-- PAGE EXTRACT follows --

History of cigars – II
Soon there was a demand for higher quality product in Europe, and Spanish ones were superseded by those made in Cuba, which was then a Spanish colony, where production had started during the mid-18th century. Cigars, European smokers discovered, traveled better than tobacco. They probably arrived in North America in 1762, when Israel Putnam, later an American general in the American War of Independence (1774-1778), returned from Cuba, where he had served in the British army. He came back to his home in Connecticut, where tobacco had been grown by settlers since the 17th century, with a selection of Havana cigars and large amounts of Cuban tobacco seed. Factories were later set up in the Connecticut area, processing the tobacco grown from the Cuban seed. In the early 19th century American domestic production started to take off and Cubans also began to be imported in significant numbers. But cigar smoking did not really boom in the United States until around the time of the Civil War in the 1860s, with individual brands emerging by the late 19th century. By then the cigar had become a status symbol in the United States.
During the same period, smoking had become so popular among gentlemen in Britain and France that European trains introduced smoking cars to accommodate them, and hotels and clubs boasted smoking rooms. The after-dinner stogie, accompanied by glasses of port or brandy, also became a tradition. This ritual was given an added boost by the fact that the Prince of Wales, the future Edward VII and a leader of fashion, was a devotee, much to the annoyance of his mother, Queen Victoria, who disliked smoking.
Cigarettes first appeared on the scene in the early 19th century as a cheap alternative. The introduction of cigarette-making machines, in the 1880s, accelerated the growth in popularity of this form of smoking, which had become dominant by World War I.
As a response, the production of machine-made cigars began in Cuba in the 1920s, after which both the manufacture and smoking of handmade ones fell into a slow but steady decline.
Smoking in general has, of course, become much less popular since the publication of the American Surgeon General’s report on its effects on health in the early 1960s. But since the early 1990s, there has been a major revival in the popularity of handmade product: they have become chic once more, thanks to the enthusiasm shown for them by stars, such as Arnold Schwarzenegger, James Woods, Jack Nicholson, Sharon Stone, Demi Moore and model Linda Evangelista, demonstrating that, among the rich and famous, cigars are just as popular as ever.

-- PAGE EXTRACT concluded --
-- EXTRACTED MATERIAL follows --

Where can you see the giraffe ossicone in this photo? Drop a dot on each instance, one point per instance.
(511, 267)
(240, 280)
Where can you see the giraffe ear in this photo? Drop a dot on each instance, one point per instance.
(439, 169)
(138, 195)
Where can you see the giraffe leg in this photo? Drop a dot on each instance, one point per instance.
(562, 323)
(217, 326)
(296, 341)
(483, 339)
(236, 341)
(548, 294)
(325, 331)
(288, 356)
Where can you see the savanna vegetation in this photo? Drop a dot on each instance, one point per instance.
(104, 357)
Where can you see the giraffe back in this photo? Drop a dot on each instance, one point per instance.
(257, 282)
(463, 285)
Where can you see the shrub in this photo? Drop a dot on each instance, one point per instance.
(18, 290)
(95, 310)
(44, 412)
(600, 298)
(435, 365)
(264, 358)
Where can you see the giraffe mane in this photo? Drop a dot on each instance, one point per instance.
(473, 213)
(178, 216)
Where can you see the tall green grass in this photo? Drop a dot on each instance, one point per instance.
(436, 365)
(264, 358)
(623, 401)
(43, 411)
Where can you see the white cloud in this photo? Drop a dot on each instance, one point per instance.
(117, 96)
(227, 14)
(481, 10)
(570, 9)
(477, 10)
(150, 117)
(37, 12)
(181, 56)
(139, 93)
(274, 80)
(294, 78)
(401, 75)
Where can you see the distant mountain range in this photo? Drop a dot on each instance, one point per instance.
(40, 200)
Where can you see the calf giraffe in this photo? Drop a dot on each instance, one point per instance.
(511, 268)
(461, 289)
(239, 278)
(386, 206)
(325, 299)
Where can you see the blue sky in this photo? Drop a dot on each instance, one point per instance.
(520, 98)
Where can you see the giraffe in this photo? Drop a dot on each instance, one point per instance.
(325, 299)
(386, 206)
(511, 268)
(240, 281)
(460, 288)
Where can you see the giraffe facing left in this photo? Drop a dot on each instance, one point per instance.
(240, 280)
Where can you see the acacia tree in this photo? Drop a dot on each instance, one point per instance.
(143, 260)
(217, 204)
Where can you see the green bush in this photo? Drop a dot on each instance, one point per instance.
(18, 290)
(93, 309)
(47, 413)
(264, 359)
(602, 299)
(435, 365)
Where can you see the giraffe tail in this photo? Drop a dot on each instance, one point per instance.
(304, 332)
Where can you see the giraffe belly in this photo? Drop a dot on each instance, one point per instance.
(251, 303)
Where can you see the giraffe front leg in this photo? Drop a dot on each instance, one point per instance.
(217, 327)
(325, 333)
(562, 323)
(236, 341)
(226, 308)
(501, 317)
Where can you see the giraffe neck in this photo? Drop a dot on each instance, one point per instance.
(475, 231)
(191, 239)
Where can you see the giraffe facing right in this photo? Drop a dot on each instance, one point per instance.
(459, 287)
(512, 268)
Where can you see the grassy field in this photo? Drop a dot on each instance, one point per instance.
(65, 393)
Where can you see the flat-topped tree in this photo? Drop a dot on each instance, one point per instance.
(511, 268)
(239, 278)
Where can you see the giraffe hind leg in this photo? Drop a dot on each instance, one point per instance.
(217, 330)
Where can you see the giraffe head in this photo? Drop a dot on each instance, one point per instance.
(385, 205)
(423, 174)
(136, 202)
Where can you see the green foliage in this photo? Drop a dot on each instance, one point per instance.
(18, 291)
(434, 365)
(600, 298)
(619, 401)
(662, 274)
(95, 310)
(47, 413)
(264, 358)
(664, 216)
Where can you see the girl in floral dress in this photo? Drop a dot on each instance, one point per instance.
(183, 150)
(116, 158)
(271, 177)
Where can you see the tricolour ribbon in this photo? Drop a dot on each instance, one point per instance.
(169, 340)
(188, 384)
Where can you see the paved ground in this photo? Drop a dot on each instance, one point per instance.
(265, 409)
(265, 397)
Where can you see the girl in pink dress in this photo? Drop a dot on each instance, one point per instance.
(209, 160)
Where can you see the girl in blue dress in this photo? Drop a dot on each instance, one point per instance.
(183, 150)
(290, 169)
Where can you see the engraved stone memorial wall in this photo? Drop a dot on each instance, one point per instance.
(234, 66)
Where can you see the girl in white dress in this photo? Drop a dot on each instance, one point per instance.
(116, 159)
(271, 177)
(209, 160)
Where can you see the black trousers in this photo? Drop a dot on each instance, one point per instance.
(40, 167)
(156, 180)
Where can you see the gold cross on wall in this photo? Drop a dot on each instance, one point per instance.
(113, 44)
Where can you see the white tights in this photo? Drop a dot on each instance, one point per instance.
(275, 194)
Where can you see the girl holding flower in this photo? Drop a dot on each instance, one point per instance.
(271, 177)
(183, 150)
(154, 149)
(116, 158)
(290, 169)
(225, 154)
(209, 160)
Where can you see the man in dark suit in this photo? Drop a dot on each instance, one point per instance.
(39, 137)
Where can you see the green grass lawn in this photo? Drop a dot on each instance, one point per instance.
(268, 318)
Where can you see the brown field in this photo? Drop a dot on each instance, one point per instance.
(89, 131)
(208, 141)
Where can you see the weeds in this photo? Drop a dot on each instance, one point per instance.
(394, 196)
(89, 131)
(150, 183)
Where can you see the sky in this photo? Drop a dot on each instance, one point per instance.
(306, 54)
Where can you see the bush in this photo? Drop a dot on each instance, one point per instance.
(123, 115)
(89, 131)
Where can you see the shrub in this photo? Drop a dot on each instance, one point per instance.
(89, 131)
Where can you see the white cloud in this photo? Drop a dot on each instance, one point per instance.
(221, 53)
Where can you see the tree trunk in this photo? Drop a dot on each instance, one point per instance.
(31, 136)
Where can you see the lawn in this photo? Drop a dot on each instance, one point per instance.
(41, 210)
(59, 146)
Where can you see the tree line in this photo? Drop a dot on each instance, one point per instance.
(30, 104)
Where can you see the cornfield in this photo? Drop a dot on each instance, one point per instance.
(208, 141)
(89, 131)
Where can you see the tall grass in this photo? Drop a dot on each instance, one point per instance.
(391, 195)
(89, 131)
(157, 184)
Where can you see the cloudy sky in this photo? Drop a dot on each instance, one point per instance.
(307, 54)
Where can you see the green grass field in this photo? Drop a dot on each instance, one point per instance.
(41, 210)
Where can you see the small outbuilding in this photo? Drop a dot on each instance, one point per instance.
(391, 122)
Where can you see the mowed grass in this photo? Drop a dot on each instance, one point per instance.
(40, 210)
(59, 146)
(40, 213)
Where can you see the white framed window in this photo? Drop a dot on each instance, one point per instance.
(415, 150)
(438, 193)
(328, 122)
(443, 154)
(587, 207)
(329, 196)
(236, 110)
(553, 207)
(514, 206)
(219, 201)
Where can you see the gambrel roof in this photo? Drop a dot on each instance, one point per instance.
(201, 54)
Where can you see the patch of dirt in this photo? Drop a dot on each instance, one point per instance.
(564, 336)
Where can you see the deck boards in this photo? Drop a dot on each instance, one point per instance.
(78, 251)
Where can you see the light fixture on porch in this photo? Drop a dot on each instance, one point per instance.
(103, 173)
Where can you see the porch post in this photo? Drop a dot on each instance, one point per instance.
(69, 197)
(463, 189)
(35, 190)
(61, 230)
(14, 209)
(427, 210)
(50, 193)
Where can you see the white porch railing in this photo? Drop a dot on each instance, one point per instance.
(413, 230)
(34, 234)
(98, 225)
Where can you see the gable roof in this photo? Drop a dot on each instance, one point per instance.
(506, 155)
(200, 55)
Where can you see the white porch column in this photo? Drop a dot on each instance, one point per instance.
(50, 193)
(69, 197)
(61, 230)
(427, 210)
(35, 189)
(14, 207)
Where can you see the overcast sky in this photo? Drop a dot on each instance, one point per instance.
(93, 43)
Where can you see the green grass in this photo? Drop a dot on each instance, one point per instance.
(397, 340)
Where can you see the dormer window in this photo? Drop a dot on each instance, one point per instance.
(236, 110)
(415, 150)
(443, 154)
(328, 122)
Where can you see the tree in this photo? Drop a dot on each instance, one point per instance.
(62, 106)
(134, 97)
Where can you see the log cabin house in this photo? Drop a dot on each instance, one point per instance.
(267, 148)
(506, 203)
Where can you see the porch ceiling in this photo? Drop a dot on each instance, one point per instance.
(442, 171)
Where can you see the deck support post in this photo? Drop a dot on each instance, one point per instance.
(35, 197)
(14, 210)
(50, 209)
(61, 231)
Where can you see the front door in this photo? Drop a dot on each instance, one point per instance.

-- EXTRACTED MATERIAL concluded --

→ **TASK REQUIREMENTS**
1. In the cigar history text, in what year did cigars probably arrive in North America?
2. Recast the paragraph of the cigar history text that begins "During the same period" as a short bulleted list that keeps its main facts.
3. Please reproduce the cigar history text starting with "As a response, the" and going on through "but steady decline.".

→ **ANSWERS BY ITEM NUMBER**
1. 1762

2.
- Smoking grew so popular among gentlemen in Britain and France that European trains introduced smoking cars, and hotels and clubs offered smoking rooms.
- The after-dinner stogie with port or brandy became a tradition.
- The ritual got a boost from the Prince of Wales, the future Edward VII and a leader of fashion, who was a devotee.
- This annoyed his mother, Queen Victoria, who disliked smoking.

3.
As a response, the production of machine-made cigars began in Cuba in the 1920s, after which both the manufacture and smoking of handmade ones fell into a slow but steady decline.